▶ _EXERCISE GOAL_:
Copy out everything from the start of the data down to the line containing "x=209 y=248", including that line, without changing anything.

▶ _DATA TO USE_:
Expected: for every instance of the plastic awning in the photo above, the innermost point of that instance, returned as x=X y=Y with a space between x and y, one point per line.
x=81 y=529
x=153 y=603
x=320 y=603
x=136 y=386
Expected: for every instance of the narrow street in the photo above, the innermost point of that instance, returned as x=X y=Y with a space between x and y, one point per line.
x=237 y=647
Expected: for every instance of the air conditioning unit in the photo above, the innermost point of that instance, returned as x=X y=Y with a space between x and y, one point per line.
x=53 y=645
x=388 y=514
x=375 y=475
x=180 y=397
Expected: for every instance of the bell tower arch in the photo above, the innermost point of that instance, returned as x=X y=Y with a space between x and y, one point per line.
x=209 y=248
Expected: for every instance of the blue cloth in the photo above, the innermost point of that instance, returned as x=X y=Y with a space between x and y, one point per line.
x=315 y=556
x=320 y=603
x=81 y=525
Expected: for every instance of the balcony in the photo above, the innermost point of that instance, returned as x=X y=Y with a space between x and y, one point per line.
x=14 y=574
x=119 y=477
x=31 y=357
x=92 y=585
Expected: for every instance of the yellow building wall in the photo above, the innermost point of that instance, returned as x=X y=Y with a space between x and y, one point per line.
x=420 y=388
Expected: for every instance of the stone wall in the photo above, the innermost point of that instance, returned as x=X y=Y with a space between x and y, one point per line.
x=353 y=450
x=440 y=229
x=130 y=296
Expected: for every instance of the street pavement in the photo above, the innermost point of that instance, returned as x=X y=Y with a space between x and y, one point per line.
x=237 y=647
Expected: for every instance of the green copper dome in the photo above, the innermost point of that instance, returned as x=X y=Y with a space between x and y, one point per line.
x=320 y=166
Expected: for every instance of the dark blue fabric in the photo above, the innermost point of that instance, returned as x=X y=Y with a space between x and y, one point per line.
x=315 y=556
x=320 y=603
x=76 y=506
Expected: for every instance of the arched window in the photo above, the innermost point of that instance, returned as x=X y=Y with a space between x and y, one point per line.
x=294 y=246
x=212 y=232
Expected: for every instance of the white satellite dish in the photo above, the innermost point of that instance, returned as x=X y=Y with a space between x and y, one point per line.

▶ _ANSWER TO THIS EXERCISE_:
Expected: for every instance of the plastic awning in the photo above, the innermost point of that instance, returned as x=X y=Y with a space between x and y, one point per line.
x=81 y=529
x=153 y=603
x=320 y=603
x=136 y=386
Expected: for every instance of the narrow street in the photo above, the innermost point of that instance, returned as x=X y=Y with a space between x and y, one point per line.
x=237 y=647
Expected: for every instance of the air conditioning unit in the photo above, the innermost point of that instance, returned as x=X y=Y with a space between x and y, one point per line.
x=53 y=645
x=388 y=514
x=375 y=475
x=180 y=397
Expected: for every instance of the bell tower arch in the photo above, the innermost point of that instance, returned as x=X y=Y with a space between x and y, one point per line.
x=209 y=248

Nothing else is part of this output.